Exercise: Format every line of the records below as a JSON list of strings, with one string per line and blank lines omitted.

(Records from a data collection)
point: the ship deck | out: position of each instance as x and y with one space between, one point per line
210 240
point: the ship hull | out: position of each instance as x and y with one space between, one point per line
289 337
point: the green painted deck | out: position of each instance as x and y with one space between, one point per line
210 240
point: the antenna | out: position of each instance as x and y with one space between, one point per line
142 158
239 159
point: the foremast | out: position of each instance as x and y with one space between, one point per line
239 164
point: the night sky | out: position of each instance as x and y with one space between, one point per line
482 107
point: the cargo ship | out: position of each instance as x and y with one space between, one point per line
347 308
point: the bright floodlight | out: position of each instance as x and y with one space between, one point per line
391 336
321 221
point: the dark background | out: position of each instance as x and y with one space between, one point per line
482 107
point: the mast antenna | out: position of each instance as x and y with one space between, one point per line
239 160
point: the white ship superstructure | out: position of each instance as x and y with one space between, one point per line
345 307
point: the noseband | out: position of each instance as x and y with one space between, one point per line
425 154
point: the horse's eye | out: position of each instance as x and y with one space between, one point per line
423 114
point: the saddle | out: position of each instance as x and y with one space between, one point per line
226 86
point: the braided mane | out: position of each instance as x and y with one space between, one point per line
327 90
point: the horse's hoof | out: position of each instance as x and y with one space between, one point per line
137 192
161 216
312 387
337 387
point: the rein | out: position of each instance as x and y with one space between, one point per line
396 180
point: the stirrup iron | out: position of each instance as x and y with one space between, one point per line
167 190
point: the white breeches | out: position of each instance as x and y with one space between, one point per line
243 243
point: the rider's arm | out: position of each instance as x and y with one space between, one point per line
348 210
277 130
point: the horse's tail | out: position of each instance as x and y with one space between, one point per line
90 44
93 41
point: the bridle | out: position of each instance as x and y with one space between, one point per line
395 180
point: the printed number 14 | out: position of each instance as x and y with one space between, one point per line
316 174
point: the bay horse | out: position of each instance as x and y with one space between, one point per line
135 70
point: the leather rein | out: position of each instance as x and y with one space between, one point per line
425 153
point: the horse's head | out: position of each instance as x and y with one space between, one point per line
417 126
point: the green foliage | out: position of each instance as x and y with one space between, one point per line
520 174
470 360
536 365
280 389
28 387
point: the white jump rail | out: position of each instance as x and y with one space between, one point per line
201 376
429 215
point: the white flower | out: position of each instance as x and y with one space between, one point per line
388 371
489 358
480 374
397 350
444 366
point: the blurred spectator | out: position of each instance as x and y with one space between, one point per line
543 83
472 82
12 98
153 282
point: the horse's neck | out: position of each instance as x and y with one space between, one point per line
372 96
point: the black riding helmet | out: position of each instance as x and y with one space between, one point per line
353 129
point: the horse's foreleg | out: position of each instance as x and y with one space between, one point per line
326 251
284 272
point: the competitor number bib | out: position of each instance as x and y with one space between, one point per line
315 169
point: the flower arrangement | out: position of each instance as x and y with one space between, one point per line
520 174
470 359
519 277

Exercise response:
[
  "point: the ship deck | out: position of each instance as x and y with one space between, one point per line",
  "210 240",
  "point: the ship hull | out: position of each instance as x and y with one space between, one point per line",
  "289 337",
  "point: the green painted deck | out: position of each instance as x and y with one space between, one point per line",
  "210 240",
  "point: the antenna | out: position of each instance as x and y with one space between, one point per line",
  "142 158",
  "239 159",
  "point: the foremast | out: position of each instance as x and y with one space between, one point per line",
  "239 164",
  "point: the night sky | out: position of each instance as x and y with one space between, one point per line",
  "482 107",
  "point: the cargo ship | out: position of each instance as x and y with one space between, one point per line",
  "347 308",
  "point: the bright floodlight | out: position of each instance as x and y with one space between, one point per line",
  "391 336",
  "321 221",
  "point: the dark background | out: position of each instance as x and y with one space between, one point per line",
  "482 107",
  "point: the mast antenna | out: position of each instance as x and y with one space between, one point per line",
  "239 160",
  "point: the white ship superstructure | out: position of each instance as x and y with one space between, one point per line",
  "345 307",
  "point: the noseband | out: position of each instance as x and y with one space between, one point per line",
  "425 154",
  "point: the horse's eye | out: position of each instance as x and y with one space between, one point per line",
  "423 114",
  "point: the saddle | out: position of each instance as x and y with one space between, one point per line",
  "226 86",
  "point: the braided mane | out: position of each instance as x and y with one space between, one point per line",
  "327 90",
  "point: the horse's hoof | out: position of each instance as x and y with one space between, one point per line",
  "137 192",
  "161 216",
  "312 387",
  "337 387",
  "point: the rein | out: position of each instance as x and y with one space between, one point per line",
  "396 180",
  "point: the stirrup iron | out: position of each instance as x and y with one space between, one point per line",
  "167 190",
  "point: the white breeches | out: position of each instance as x and y with one space between, one point per line",
  "243 243",
  "point: the rider's arm | out: position of each instance as x and y with one space between, one point per line",
  "348 210",
  "277 130",
  "point: the horse's tail | out: position of each instance as x and y with one space between, one point per line",
  "90 44",
  "93 41",
  "point: the bridle | out: position of each instance as x and y with one space between, one point per line",
  "395 180",
  "point: the printed number 14 | out: position of each instance as x and y with one space between, one point per line",
  "316 174",
  "point: the bay horse | out: position of each instance as x and y with one space between, one point per line",
  "135 70",
  "point: the leather rein | out: position of each instance as x and y with one space between, one point per line",
  "425 153",
  "point: the horse's head | out: position of each instance as x and y with one space between, one point per line",
  "417 126",
  "point: the green foliage | out: position of each instance as x and y with one space between, one point per line",
  "520 174",
  "470 360",
  "536 365",
  "280 389",
  "28 387",
  "point: the white jump rail | out: position of each instance as x and y with one space between, one point per line",
  "201 376",
  "429 215",
  "point: the white flower | out: position of each instance as x and y with one space between, one point per line",
  "388 371",
  "489 358",
  "480 374",
  "397 350",
  "444 366",
  "point: the blurred spectator | out: position of each instance as x and y with one space between, one point per line",
  "543 83",
  "472 82",
  "12 98",
  "153 282",
  "point: the horse's neck | out: position of each instance as x and y with one space between, one point per line",
  "372 96",
  "point: the black riding helmet | out: position of each instance as x and y with one space between, one point per line",
  "353 129",
  "point: the horse's foreleg | out: position of each instance as x and y with one space between, one point per line",
  "326 251",
  "284 272",
  "point: the competitor number bib | out: position of each instance as x and y with one space between, one point per line",
  "315 169",
  "point: the flower arrangement | out: position of each instance as x and y with one space between, one point per line",
  "520 174",
  "470 359",
  "519 277"
]